▶ _Exercise materials_
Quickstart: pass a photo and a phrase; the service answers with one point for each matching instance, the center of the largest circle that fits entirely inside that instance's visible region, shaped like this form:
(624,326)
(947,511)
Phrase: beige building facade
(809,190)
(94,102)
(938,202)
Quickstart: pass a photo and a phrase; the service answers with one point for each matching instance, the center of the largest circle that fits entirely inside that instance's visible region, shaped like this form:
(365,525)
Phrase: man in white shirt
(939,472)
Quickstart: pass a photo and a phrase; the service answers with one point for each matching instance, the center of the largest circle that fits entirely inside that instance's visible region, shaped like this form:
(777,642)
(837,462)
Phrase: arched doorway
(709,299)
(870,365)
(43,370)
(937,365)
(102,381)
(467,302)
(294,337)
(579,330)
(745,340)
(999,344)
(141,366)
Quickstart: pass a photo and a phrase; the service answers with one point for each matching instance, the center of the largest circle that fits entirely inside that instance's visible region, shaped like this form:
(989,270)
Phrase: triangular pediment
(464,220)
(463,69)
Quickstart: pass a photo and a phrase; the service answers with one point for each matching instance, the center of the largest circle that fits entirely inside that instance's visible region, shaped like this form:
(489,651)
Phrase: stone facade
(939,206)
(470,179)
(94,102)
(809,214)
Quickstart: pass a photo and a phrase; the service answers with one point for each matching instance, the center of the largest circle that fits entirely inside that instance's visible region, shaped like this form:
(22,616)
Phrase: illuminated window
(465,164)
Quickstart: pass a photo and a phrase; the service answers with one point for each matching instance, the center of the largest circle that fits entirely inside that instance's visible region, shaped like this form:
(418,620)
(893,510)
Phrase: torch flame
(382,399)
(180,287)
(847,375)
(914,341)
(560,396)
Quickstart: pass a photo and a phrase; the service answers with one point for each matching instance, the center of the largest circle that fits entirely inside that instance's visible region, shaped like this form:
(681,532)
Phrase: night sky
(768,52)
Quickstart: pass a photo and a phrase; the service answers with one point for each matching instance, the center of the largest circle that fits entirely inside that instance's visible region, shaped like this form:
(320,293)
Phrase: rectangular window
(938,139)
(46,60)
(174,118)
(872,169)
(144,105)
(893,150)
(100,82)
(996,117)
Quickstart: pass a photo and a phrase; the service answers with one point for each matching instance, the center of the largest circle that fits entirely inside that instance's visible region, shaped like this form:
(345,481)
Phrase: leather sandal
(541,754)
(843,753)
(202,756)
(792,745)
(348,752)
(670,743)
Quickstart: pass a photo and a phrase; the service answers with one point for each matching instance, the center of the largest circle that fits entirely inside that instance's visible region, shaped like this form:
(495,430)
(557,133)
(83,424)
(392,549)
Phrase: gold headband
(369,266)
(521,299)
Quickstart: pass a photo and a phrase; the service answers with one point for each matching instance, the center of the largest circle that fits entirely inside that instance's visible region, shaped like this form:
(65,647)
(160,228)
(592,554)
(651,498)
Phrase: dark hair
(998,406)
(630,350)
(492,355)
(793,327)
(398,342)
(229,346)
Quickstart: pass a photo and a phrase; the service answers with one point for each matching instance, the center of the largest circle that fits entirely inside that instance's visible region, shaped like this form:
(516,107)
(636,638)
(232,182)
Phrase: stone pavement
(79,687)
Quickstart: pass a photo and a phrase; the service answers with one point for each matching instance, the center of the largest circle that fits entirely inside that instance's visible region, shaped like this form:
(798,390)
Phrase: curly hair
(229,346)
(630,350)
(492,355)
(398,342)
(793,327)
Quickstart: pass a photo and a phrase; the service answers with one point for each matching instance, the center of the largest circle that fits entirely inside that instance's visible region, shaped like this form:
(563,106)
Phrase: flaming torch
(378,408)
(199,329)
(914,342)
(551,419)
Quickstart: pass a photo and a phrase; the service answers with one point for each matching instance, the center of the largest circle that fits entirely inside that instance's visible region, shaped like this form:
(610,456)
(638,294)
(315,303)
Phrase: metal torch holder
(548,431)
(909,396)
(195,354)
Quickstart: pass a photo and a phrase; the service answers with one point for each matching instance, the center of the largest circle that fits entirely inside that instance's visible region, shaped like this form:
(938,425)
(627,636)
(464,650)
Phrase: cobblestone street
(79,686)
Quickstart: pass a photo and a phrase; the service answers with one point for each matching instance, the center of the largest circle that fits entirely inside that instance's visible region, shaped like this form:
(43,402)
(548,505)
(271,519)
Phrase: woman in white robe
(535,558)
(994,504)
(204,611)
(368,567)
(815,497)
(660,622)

* * *

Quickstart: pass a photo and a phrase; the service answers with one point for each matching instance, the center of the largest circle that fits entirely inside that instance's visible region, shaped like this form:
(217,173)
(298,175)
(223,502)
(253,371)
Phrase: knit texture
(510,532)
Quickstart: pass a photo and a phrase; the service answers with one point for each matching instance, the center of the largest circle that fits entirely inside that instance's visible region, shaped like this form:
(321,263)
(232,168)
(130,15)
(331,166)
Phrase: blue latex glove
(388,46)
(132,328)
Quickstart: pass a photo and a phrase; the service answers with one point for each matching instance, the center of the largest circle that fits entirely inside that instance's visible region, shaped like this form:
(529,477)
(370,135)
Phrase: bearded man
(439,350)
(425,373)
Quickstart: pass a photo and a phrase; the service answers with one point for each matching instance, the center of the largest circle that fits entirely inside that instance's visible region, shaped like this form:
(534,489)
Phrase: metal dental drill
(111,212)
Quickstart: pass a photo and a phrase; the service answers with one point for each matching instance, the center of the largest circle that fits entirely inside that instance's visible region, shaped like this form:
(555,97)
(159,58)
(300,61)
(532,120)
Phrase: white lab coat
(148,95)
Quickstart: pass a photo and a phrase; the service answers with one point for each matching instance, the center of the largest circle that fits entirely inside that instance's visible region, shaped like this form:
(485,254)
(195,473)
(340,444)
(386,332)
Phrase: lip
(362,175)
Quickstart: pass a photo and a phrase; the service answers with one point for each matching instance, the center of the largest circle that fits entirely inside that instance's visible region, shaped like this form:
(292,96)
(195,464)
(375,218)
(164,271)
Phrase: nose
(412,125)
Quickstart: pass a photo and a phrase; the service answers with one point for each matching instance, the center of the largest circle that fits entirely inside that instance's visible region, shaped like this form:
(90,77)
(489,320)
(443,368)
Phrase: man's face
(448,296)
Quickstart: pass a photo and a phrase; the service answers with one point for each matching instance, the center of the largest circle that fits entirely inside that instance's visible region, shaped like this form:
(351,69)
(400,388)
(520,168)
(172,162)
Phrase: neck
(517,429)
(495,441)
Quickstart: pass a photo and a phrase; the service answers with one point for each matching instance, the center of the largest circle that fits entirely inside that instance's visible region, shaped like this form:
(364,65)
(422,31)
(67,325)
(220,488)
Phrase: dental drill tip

▶ _Exercise aim_
Each line in the listing above from the one containing "Phrase: nose" through the one containing "Phrase: dental drill tip" should be repeated exactly, and no other line.

▶ _Exercise result_
Phrase: nose
(412,125)
Quickstart: pass a photo and a phrase; the service answers with one point for each matching instance, the center of the largest circle that fits entirely inside that instance's visible region, shaped like this form:
(90,77)
(489,320)
(443,368)
Phrase: man's face
(448,296)
Quickstart: pass a photo and a phrase; the service answers with one point for each matching instance, the center of the largest circle that fits entirely inside that instance's visible region, shaped like this form:
(351,69)
(400,388)
(520,168)
(172,162)
Phrase: neck
(517,429)
(495,441)
Quickstart: pass a photo and a phrase; the service answers with one point for each matching instance, the center of the largest circle that fits entirely inside that instance's visible region, shaped like this form:
(364,65)
(422,31)
(67,325)
(220,488)
Phrase: dental drill tip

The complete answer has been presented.